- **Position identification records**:
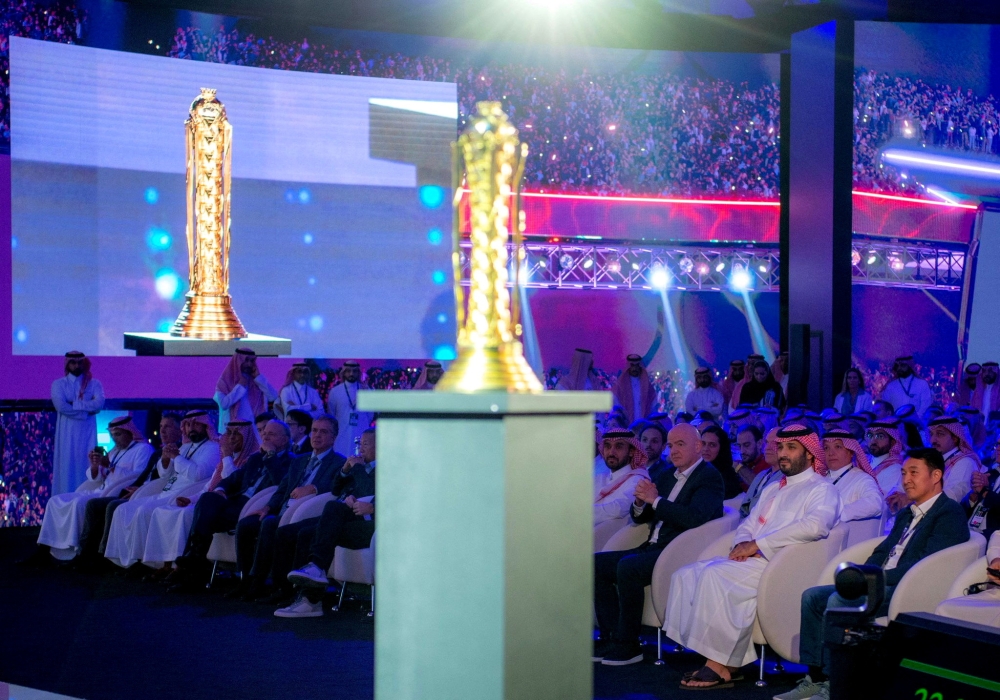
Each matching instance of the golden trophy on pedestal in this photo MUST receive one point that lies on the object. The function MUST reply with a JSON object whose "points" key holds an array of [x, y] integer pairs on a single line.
{"points": [[490, 354], [208, 313]]}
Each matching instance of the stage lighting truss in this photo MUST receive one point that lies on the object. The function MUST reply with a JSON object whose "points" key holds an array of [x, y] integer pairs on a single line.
{"points": [[895, 263], [574, 265]]}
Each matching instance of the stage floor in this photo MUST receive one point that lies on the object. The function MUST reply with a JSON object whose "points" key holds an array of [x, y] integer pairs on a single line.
{"points": [[103, 637]]}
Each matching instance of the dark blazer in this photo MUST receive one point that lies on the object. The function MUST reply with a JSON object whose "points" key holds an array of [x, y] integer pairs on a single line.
{"points": [[992, 501], [323, 480], [144, 474], [943, 526], [274, 469], [357, 482], [699, 500]]}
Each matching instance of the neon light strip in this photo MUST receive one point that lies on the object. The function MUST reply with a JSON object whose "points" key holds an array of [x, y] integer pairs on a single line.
{"points": [[950, 675], [727, 202], [912, 200]]}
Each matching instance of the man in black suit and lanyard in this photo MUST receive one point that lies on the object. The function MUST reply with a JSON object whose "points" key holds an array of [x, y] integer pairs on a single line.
{"points": [[932, 523], [685, 496]]}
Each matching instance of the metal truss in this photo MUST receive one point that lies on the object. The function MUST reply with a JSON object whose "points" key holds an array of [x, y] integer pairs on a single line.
{"points": [[895, 263], [576, 265]]}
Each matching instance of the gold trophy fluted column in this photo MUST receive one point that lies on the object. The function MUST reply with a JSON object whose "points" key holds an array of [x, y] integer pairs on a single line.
{"points": [[208, 313]]}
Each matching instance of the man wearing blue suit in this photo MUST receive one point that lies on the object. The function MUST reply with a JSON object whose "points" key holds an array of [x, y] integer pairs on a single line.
{"points": [[256, 535], [931, 523], [684, 496]]}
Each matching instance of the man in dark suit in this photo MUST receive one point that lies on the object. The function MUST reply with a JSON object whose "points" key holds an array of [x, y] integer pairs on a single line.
{"points": [[256, 534], [219, 510], [99, 511], [687, 495], [348, 521], [932, 523]]}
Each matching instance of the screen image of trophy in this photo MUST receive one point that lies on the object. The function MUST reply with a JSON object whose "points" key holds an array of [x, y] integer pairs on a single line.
{"points": [[208, 313]]}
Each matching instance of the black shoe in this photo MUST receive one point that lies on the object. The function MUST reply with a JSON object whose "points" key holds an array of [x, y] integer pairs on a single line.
{"points": [[622, 654], [601, 648]]}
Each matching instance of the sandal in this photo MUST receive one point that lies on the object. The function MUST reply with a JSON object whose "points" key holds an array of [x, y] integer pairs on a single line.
{"points": [[706, 675]]}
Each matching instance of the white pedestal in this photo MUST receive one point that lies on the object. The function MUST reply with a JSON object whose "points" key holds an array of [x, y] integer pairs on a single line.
{"points": [[484, 560]]}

- **What is being asked**:
Copy every line of the records above word for word, omitting the pictures.

- **Output for this task**:
Each matching instance of the golden trophy on pedestal in this photo MUST receive one point that lies on the object. The function MUST reply with a JSON object whose "points" key holds an array of [x, y] integer pairs on a single line.
{"points": [[490, 354], [208, 313]]}
Each matching instance of the stage lighting truss in this photo MUST receive one point that lies on the object. The function MUST reply with a JSON object whose "points" key holds an array of [x, y] integer pairs on a single line.
{"points": [[895, 263], [574, 265]]}
Each matching instance of the stage floor in this photo MUST receive one point that lies on the object. The function MUST reply with a JSON object whose "points" key holds an array of [x, y] integer pairs on a single line.
{"points": [[103, 637]]}
Each matching instance of the dark blazer in this photo MUST receive one point that lies on the object. The function MUST reply with a JSON object whose "points" key holds an array of [x, y] integer pairs on a single line.
{"points": [[992, 501], [323, 480], [144, 474], [943, 526], [274, 469], [357, 482], [699, 500]]}
Each matching instance of the neon light strip in this photo MUST receive one point that lies on the object. The function MUST reply with a JSON object whose "points" key holds an array of [x, y] integer pairs on a single line.
{"points": [[950, 675], [727, 202], [912, 200]]}
Each matching instance of the man in black suit and lanyard in this photo MUST receive one point that lies on the object. The function MUST reply with a JSON object whose "points" key holds an array of [x, y] integer pairs on a single line.
{"points": [[932, 523], [685, 496]]}
Each matching instance of the metal truss in this photo MUST receive one point that lies on the object. The function MUST reply with a JSON object whose "points" key holds an array of [x, y] integer pairs on a single line.
{"points": [[895, 263], [576, 265]]}
Each matching instance of the gold trophy fluted column in this photo MUST receive one point that lies on the object. The function MUST reply with a JSON object whose "points" key holds an array of [x, y] integer pairs on a single line.
{"points": [[208, 313]]}
Each matching instance of the man wearing blue suit in this photo MUST receive one point that lies on the object. The function MUST reply with a JSON object whose "points" key holds an array of [x, y] integer pairs on a single line.
{"points": [[256, 535], [931, 523], [684, 496]]}
Each matching instance of the man in dark suit in this photo MUST receive one point that lies on the object. The function MUST reply with a JSON object whose "points" key holds an array of [x, y] integer pairs on a single line.
{"points": [[256, 534], [219, 510], [99, 511], [687, 495], [348, 521], [932, 523]]}
Each matching instance of the screen image of trophy in this photo MUST receive one point that lies on the object. The function MUST reply with a JSON object whose "points" key holds an array of [x, y] integer pairs on a single line.
{"points": [[208, 313]]}
Each matching instance of the black shoe in this photo MUST receive one point that lies on the object. The function MUST reply with a JSON object whose "points" key holds an array of [x, y] integer pairs on a single line.
{"points": [[622, 654], [601, 648]]}
Each matching instance of the sandal in this photo MUST receive one point that lies on the object. The function MUST reply with a JSON object whose "points" key holds an array of [x, y] integer pairs on a single line.
{"points": [[706, 675]]}
Each matching instance of the white pedestal in this photo MUST receive one point that lies on the object. The function MUST reply with a JSON object whose "points" key holds an array of [x, y] integer pairs on a single line.
{"points": [[484, 560]]}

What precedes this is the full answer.